▶ [STATED EXERCISE A]: Retype everything in the art exhibition review from "Both artists in" down to "more cerebral effect.", word for word.
▶ [STATED EXERCISE B]: Write the next part of the art exhibition review, picking up after its final sentence.

▶ [SUPPLIED TEXT]:
┌────────

Continuing through September 18, 2011

Both artists in this pair of one-person exhibitions profess to be concerned with the issue of “translation” in their art. Both successfully, though very differently, convey individual and collective aspects of the topic. For both, the medium carries the message. While an intelligent conceptualism is key to these artists’ works, Bocanegra appeals with sheer loveliness overlaid onto the mysteries of compositional choices, while the results of White’s application of stunning craftsmanship to an everyday content has a more cerebral effect. 
 


Bocanegra’s “I Write the Songs” was organized by curator Ian Berry of The Francis Young Tang Teaching Museum at Skidmore College in New York and traveled to Santa Fe. To state that the exhibition consists of sound installations, performance, and multi-dimensional reconstructions of flower petals from 17th-century Jan Breughel the Elder’s paintings, together with the dots used by Post-Impressionist Georges Seurat, hardly does justice to the entirety and its overwhelming beauty. This is thanks in part to the lighting — highly and effectively tenebristic —  which lends a lushly Baroque drama to “Songs.” Most striking are the three-dimensional wall arrangements that reproduce Brueghel’s flower petals in his 1617 painting, “Sense of Smell.”  Meticulously recreating each petal in fabric and pigment, the absence of the rest of Breughel’s original content makes the flowers the sole visual element, and they are hyper-present. They float like feathers, as fixed to their surface as ashes are in an urn — memento mori that suggest the fleeting splendor of time. 
 


In the most recent work, “Little Dot,” Bocanegra used as her foundation a painting from her hometown, Houston, where she often viewed pointillist Seurat’s “Young Woman Powdering Herself” (1889) in the Museum of Fine Arts. Examining the piece through a magnifying glass, Bocanegra exhaustively identified and counted the colors (14 of them) that make up the painting according to Seurat’s system of optical color blending. Ballet shoes in all 14 colors are poised on poles on a stage, each hue marked with the number of times it was used in the original painting. Bocanegra collaborated with the Aspen Santa Fe Ballet to choreograph an en pointe dance based on the mathematics of the painting. The dancers perform periodically during the exhibition’s run, and the results are breathtaking, bringing Seurat to life in a way that his stilted paintings cannot do from within the restrictions of two dimensions.

└────────

Object-pointing dataset rows
┌────────

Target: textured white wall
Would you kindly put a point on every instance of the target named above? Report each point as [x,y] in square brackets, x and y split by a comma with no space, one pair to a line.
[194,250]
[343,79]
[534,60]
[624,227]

└────────

▶ [EXERCISE RESPONSE A]:
Both artists in this pair of one-person exhibitions profess to be concerned with the issue of “translation” in their art. Both successfully, though very differently, convey individual and collective aspects of the topic. For both, the medium carries the message. While an intelligent conceptualism is key to these artists’ works, Bocanegra appeals with sheer loveliness overlaid onto the mysteries of compositional choices, while the results of White’s application of stunning craftsmanship to an everyday content has a more cerebral effect.

▶ [EXERCISE RESPONSE B]:
For Pae White, the topic of translation comes into play in “Material Mutters.” Her work possesses a strong sense of the ephemeral balanced against the substance of craftsmanship. Her monumental tapestries of smoke caught in mid-air for example, transmute a wispy moment in time into the fabric of materiality. The aluminum foil pieces transform the banality of a kitchen item into the realm of art. Among the site-specific installation of tapestries, “Sea Monster” is a standout, made from a photograph of a flea-market find: A green and blue macramé hanging with shells worked into it lies on its side, blown up to the proportions of a giant squid. Its scale transforms an old piece of ’70s-era handiwork into a thing of wonder. By focusing on ordinary objects and pairing their imagery with conventional processes that aren’t normally associated with the objects themselves, the viewer reconsiders often-overlooked objects. This is especially evident in White’s outdoor installation of barbeque grills in the shapes of stylized animals. When an odd, cast-iron owl, for example, confronts the viewer, it does so in an unrecognizable role: neither as an animal, a barbeque nor as a work of art. It is simply something that doesn’t seem to belong. Anywhere. And there is the “aha!” moment we prize in contemporary art installations, as White effectively and with great intelligence translates the incomprehensible into an experience of enchantment.